* **Source data**
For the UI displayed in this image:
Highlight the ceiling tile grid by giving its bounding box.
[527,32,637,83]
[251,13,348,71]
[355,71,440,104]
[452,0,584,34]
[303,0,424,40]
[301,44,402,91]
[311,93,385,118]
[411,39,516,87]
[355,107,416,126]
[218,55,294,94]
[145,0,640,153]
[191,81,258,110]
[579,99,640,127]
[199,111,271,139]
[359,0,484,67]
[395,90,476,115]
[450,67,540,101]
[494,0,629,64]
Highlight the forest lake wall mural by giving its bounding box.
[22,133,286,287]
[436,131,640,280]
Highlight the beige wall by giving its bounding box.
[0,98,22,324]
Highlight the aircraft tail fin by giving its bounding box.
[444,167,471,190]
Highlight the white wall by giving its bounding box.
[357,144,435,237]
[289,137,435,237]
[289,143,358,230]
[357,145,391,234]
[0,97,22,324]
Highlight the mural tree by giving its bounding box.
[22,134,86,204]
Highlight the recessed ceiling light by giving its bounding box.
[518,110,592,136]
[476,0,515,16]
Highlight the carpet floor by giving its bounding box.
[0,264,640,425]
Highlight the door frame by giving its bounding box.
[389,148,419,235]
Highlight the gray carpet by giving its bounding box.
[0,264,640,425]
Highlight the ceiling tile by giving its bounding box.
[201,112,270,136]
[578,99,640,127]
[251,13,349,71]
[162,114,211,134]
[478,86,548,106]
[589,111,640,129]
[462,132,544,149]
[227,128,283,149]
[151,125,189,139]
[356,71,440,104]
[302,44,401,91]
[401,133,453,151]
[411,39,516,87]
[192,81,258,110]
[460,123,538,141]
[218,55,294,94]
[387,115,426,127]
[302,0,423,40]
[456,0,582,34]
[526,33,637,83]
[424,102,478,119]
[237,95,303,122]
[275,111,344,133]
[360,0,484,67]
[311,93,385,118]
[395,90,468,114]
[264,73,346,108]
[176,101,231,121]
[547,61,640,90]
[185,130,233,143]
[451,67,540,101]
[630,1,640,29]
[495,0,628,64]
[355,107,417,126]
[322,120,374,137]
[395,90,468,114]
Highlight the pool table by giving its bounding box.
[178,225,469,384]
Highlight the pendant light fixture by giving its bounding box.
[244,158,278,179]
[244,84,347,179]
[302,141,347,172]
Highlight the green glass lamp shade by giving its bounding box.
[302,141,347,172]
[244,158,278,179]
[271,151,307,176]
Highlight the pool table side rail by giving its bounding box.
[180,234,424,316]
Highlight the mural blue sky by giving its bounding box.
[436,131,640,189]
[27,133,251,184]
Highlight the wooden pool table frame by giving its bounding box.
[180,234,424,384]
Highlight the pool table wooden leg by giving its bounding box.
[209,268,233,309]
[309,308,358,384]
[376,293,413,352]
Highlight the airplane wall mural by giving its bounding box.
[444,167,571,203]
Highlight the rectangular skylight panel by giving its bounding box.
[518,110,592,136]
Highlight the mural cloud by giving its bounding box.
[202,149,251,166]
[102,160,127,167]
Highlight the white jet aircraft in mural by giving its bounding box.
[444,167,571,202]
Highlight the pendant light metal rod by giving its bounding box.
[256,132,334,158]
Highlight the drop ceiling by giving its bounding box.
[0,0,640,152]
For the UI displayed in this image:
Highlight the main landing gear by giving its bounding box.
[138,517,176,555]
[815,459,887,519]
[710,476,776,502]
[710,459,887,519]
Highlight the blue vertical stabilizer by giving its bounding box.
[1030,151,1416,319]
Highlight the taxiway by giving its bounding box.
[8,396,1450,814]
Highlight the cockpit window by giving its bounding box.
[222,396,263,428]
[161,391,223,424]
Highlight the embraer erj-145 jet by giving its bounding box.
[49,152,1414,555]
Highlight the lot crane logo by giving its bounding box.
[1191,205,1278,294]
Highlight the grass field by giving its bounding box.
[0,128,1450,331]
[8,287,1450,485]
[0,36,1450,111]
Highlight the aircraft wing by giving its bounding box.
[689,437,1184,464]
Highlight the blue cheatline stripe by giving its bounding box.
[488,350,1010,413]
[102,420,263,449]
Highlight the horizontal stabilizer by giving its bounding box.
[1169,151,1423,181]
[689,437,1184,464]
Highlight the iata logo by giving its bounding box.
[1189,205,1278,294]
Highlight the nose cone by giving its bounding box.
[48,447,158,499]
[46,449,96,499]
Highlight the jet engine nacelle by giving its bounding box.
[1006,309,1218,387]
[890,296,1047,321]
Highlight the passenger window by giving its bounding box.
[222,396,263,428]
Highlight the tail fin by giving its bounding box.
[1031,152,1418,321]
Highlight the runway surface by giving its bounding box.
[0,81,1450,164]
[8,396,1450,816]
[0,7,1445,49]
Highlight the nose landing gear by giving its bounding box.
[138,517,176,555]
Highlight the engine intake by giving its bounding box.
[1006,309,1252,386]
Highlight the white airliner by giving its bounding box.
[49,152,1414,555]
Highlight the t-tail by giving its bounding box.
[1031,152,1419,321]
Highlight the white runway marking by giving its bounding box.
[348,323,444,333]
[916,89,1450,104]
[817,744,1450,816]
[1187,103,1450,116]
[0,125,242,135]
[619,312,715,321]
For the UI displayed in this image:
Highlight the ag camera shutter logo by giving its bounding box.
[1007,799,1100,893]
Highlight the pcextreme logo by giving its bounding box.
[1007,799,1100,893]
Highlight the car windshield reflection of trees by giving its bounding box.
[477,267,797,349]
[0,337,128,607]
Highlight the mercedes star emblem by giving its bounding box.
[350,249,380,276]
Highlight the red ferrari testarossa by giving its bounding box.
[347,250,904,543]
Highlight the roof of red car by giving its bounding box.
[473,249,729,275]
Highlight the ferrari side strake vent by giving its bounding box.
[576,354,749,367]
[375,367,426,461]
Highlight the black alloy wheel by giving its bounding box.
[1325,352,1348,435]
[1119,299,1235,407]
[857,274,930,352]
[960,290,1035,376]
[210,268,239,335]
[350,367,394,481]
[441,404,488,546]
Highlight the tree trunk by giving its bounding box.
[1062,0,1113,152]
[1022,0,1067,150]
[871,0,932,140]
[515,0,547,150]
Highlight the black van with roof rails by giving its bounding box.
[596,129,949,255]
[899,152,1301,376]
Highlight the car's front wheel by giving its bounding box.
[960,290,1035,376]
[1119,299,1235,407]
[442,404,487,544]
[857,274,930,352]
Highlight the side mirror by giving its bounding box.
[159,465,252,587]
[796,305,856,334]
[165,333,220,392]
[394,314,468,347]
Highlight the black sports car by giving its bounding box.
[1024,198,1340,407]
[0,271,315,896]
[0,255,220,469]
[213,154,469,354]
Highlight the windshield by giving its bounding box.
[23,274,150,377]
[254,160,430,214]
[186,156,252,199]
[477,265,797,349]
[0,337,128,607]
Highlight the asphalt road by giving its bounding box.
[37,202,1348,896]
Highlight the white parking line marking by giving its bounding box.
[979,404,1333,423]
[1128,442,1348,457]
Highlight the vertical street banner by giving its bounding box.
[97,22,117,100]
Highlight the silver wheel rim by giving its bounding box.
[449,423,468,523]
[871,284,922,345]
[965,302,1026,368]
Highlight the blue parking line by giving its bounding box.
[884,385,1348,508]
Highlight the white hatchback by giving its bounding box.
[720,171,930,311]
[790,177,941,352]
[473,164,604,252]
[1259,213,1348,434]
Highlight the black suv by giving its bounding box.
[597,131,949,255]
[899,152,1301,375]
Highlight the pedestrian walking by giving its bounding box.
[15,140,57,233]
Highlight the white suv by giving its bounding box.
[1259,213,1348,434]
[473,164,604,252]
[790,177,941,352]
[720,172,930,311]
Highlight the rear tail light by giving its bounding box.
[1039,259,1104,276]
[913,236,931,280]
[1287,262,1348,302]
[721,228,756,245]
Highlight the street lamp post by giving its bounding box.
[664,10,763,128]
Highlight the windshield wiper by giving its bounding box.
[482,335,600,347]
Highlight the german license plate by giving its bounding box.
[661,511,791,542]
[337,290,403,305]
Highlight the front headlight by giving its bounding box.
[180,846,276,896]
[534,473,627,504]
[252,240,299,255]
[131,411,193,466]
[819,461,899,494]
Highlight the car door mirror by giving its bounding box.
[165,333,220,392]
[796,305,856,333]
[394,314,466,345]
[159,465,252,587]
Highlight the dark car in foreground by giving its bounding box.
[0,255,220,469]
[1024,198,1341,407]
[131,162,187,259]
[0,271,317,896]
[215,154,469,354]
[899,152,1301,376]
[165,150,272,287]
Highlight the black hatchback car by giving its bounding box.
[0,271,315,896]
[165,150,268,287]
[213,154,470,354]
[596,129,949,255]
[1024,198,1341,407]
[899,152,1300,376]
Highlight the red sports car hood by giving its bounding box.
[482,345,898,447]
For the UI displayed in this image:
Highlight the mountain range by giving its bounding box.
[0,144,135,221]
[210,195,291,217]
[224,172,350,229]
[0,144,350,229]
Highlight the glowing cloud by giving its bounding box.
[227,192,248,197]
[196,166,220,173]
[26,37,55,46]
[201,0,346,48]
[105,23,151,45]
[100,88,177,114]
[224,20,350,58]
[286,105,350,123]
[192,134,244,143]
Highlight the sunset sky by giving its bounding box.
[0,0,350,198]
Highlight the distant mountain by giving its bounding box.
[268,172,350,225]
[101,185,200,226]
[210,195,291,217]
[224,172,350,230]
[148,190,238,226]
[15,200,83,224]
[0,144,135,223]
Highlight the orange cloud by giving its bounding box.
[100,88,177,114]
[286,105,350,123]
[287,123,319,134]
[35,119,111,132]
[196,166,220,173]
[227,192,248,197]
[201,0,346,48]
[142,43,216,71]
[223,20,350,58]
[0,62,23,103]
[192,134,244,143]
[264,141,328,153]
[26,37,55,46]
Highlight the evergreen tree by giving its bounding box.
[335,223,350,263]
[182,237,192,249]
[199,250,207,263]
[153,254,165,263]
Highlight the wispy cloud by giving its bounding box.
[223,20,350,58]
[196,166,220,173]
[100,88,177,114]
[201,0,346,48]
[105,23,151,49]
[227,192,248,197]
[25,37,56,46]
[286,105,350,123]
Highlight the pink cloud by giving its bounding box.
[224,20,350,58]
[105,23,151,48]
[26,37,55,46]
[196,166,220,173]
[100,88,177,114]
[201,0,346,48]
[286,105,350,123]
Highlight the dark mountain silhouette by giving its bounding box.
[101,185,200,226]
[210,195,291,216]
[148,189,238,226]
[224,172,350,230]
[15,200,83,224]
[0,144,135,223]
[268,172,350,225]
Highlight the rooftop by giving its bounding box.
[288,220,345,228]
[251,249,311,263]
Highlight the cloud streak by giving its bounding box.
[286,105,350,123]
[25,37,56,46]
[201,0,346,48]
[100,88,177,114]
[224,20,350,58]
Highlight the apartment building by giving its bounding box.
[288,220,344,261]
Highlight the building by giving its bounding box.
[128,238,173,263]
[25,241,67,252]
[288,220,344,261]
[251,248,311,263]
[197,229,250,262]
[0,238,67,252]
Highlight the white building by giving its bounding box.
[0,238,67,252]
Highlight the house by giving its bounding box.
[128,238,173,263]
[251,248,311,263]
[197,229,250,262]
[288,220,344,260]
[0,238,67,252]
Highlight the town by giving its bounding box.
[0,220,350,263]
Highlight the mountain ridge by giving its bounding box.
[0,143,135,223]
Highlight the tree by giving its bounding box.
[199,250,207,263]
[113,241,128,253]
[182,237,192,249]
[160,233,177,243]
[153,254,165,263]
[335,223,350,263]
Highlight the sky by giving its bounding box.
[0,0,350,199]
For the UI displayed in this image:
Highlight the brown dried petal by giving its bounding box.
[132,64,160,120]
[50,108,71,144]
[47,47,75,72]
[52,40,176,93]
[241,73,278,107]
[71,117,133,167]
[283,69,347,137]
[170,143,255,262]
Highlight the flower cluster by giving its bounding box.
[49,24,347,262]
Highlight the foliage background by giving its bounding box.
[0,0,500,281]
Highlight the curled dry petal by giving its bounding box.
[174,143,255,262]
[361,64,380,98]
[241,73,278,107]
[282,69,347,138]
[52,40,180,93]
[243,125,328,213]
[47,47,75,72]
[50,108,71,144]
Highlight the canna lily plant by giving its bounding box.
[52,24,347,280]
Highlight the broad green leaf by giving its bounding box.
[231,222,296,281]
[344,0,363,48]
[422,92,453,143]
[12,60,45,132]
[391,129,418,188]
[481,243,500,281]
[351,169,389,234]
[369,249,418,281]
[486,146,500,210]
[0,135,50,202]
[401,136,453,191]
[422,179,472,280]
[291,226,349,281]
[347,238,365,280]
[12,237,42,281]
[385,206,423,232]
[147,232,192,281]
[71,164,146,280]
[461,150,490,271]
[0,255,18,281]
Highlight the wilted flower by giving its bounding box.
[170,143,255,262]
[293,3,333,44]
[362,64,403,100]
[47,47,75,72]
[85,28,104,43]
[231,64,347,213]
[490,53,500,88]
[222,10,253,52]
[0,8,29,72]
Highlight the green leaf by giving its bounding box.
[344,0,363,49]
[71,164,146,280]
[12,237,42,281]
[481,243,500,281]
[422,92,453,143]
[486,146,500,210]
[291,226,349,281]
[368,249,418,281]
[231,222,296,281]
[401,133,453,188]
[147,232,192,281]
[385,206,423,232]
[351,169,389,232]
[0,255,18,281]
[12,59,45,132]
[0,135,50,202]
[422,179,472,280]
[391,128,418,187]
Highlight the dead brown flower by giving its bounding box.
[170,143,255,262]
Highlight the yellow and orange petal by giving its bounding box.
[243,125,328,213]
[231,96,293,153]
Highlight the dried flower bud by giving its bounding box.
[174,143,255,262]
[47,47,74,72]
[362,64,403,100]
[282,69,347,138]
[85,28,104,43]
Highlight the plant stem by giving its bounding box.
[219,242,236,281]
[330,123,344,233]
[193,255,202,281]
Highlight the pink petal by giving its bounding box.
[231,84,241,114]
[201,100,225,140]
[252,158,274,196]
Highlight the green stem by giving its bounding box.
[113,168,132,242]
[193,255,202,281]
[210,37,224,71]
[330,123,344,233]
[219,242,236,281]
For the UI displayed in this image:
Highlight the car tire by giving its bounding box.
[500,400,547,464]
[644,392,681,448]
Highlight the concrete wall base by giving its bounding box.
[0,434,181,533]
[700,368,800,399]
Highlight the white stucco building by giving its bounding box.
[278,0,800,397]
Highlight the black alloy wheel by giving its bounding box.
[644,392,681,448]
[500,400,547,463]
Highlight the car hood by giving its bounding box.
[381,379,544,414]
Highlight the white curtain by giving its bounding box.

* **Task requirements**
Please write out again the rows from the line with "Highlight the broad" to the line with "[0,8,29,72]", both ends and the requests included, and scale every bounding-box coordinate in the answers by 2.3, rounding each to a whole number with halves going up.

* **Exercise solution**
Highlight the broad green leaf by giving its bounding box.
[531,511,681,646]
[791,0,835,110]
[971,212,1042,329]
[28,138,104,304]
[899,297,961,432]
[1106,559,1150,646]
[807,389,895,538]
[849,573,961,646]
[1118,336,1150,483]
[0,311,115,465]
[922,313,1042,439]
[971,412,1086,644]
[669,520,803,646]
[798,547,840,644]
[28,545,97,646]
[886,474,973,534]
[338,534,442,646]
[163,377,336,644]
[1060,345,1127,623]
[0,587,41,646]
Highlight the wilted flower by giving its bounding box.
[391,329,587,603]
[674,7,766,101]
[833,147,927,230]
[108,108,173,166]
[196,64,239,99]
[531,147,798,490]
[1127,122,1150,202]
[511,23,582,120]
[0,18,67,166]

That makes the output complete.